Records from a dataset -
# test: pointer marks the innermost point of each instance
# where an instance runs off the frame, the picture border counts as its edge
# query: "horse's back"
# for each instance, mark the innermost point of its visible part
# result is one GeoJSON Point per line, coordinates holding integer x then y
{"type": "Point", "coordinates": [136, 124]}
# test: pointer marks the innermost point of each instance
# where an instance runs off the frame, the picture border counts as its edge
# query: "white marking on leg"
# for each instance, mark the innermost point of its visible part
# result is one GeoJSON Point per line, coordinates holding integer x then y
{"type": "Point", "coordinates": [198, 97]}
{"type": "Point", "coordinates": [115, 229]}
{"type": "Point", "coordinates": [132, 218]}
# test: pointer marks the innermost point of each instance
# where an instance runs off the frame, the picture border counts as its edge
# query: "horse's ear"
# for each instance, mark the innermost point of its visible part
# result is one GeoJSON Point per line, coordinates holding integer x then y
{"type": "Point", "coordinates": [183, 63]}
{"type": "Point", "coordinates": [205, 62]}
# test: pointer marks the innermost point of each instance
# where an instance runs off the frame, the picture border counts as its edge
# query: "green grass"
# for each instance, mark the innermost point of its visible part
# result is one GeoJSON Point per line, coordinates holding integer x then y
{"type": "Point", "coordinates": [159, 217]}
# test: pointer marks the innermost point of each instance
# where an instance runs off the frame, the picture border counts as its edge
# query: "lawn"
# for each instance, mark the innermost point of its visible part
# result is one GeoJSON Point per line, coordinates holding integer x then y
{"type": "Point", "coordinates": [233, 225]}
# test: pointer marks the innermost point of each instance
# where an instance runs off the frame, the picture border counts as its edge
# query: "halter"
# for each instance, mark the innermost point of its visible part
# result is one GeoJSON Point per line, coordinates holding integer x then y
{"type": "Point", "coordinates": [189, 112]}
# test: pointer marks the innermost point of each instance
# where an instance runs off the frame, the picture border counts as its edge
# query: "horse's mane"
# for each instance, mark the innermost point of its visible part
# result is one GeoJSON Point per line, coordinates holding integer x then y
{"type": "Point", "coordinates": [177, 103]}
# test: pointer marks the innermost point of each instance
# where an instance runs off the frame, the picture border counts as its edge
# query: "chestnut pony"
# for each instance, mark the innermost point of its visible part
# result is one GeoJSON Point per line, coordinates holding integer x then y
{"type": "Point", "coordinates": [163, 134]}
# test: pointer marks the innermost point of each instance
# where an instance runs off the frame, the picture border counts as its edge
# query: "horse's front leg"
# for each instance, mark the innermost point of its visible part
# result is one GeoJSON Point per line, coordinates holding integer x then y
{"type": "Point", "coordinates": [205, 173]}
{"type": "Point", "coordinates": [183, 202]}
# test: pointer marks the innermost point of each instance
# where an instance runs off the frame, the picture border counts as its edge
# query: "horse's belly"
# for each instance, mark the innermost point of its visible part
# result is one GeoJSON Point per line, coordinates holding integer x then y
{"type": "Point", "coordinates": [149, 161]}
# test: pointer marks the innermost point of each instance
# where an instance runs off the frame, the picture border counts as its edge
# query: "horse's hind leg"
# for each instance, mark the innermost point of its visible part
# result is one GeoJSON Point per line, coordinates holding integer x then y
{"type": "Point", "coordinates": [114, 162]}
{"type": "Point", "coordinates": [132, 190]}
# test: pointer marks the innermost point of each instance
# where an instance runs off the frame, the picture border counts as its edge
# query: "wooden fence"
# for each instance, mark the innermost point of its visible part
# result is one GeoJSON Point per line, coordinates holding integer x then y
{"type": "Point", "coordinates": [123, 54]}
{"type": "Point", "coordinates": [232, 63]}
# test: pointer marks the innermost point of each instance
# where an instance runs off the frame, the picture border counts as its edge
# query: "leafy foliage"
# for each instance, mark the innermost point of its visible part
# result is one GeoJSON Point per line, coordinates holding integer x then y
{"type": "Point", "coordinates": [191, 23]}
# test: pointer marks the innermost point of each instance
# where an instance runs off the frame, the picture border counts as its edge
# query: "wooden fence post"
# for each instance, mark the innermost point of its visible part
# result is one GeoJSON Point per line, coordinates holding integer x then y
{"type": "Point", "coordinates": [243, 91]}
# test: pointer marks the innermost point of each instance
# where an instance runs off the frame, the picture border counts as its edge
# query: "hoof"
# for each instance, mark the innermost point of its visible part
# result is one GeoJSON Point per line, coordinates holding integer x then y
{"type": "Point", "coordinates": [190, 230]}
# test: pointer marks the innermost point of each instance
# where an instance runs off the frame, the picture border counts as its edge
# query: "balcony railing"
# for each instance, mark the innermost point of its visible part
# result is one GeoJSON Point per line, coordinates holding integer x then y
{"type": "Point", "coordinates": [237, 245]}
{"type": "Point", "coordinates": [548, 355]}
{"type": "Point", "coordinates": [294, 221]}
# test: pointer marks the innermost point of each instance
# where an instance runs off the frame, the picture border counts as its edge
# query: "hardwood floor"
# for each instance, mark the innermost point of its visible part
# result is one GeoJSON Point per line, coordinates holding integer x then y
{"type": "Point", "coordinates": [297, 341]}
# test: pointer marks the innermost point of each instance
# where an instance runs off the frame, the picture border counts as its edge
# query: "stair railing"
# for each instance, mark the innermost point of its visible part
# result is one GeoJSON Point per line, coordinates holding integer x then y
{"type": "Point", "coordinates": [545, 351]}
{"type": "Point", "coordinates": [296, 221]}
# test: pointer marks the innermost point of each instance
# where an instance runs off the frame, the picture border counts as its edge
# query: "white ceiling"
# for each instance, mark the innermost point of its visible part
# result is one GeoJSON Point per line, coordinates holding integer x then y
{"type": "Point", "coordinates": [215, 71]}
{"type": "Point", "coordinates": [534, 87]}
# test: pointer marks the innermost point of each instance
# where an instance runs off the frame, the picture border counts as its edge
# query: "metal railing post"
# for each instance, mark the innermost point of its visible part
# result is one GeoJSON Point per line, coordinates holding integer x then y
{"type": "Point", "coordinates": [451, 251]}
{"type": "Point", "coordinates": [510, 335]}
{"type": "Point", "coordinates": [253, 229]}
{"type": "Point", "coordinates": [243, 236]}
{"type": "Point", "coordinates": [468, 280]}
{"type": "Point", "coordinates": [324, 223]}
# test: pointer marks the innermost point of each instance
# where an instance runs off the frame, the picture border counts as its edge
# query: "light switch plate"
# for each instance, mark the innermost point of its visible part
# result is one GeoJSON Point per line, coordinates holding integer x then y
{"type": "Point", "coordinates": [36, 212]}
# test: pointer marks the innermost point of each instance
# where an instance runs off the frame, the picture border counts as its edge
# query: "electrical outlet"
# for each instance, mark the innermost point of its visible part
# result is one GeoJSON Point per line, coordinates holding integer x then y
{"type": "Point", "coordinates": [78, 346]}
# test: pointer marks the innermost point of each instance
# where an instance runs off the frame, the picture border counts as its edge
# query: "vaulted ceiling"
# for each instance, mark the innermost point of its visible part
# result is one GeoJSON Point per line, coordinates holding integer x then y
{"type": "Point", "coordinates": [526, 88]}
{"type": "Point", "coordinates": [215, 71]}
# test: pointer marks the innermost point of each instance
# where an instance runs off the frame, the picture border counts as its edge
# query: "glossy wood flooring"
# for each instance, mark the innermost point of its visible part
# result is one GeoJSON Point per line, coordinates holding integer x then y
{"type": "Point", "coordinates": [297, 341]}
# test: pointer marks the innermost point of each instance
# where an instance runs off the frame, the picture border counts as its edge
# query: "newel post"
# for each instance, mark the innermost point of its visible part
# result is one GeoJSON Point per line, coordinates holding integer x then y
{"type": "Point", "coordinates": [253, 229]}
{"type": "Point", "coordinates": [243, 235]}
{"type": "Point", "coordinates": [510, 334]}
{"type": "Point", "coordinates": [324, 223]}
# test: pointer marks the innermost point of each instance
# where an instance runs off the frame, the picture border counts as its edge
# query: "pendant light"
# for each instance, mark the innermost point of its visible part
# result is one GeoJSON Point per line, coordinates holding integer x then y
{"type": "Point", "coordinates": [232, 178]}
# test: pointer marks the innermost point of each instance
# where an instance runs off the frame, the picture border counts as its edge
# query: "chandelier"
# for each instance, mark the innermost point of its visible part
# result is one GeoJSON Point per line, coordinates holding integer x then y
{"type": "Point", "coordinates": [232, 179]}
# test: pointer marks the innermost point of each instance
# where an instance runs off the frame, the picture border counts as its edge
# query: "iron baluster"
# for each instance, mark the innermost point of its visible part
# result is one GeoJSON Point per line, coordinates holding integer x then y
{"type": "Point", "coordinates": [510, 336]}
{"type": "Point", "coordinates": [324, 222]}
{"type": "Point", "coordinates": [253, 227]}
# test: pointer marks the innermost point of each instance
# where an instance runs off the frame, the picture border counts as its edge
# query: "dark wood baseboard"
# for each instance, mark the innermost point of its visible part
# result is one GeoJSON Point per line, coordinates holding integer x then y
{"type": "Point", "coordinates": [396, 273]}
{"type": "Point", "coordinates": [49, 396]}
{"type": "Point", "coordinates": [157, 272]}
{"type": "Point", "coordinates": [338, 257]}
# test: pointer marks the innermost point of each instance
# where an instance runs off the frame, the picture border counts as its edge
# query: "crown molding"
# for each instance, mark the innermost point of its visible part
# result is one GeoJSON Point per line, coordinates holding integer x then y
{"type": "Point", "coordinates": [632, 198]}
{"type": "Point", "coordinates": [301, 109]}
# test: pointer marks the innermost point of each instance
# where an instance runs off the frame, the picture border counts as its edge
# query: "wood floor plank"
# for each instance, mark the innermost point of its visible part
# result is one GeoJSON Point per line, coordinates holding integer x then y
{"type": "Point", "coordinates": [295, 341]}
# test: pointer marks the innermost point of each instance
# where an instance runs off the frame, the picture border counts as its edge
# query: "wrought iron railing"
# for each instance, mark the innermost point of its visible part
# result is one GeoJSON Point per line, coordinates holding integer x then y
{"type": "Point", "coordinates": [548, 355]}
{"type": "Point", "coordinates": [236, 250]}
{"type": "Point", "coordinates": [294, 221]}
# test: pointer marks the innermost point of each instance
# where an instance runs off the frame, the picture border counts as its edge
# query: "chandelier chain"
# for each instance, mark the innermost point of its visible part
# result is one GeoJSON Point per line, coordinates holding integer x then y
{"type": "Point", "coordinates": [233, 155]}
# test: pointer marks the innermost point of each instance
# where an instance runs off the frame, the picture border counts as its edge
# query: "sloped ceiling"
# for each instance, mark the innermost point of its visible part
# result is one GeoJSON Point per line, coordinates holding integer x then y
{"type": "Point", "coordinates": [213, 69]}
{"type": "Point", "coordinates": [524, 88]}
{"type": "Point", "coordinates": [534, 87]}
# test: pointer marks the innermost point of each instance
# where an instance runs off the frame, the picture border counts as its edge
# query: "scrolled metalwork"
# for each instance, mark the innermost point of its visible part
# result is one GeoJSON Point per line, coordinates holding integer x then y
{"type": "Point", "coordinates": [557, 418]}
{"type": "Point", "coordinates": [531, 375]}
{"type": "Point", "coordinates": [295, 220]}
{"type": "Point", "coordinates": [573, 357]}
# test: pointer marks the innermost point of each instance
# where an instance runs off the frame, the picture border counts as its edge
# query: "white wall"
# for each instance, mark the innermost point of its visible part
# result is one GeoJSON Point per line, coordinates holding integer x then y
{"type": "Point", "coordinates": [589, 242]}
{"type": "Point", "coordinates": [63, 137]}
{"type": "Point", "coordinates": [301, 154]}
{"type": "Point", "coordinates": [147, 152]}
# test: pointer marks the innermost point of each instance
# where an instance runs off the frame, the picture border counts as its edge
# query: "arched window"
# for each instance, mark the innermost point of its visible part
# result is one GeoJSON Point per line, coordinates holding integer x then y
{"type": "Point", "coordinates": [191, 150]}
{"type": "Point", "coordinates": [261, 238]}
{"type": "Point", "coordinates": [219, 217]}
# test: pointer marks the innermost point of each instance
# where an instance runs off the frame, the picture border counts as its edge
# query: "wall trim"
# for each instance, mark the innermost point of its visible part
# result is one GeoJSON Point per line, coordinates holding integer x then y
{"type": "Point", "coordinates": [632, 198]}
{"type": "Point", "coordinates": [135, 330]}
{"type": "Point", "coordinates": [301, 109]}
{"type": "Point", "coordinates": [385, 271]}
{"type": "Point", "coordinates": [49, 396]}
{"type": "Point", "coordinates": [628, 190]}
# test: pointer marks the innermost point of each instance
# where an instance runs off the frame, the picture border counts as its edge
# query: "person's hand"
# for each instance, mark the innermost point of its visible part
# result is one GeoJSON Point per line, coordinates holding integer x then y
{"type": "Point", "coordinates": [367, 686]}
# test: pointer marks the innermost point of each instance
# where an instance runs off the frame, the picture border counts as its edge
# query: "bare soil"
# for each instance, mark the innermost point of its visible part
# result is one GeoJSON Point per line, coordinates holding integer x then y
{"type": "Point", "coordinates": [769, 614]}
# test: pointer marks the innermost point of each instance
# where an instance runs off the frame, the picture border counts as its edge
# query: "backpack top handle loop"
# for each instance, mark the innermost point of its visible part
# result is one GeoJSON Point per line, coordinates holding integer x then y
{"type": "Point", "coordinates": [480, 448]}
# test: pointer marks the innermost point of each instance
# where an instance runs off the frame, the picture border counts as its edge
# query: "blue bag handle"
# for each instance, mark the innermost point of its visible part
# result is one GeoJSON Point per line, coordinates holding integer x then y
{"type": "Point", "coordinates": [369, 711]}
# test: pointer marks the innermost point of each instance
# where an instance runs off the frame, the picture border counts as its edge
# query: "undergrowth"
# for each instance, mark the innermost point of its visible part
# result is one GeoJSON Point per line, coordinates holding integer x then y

EXERCISE GOAL - Pick out the lines above containing the word "fence", then copy them.

YOUR SOLUTION -
# query: "wooden fence"
# query: "wooden fence post"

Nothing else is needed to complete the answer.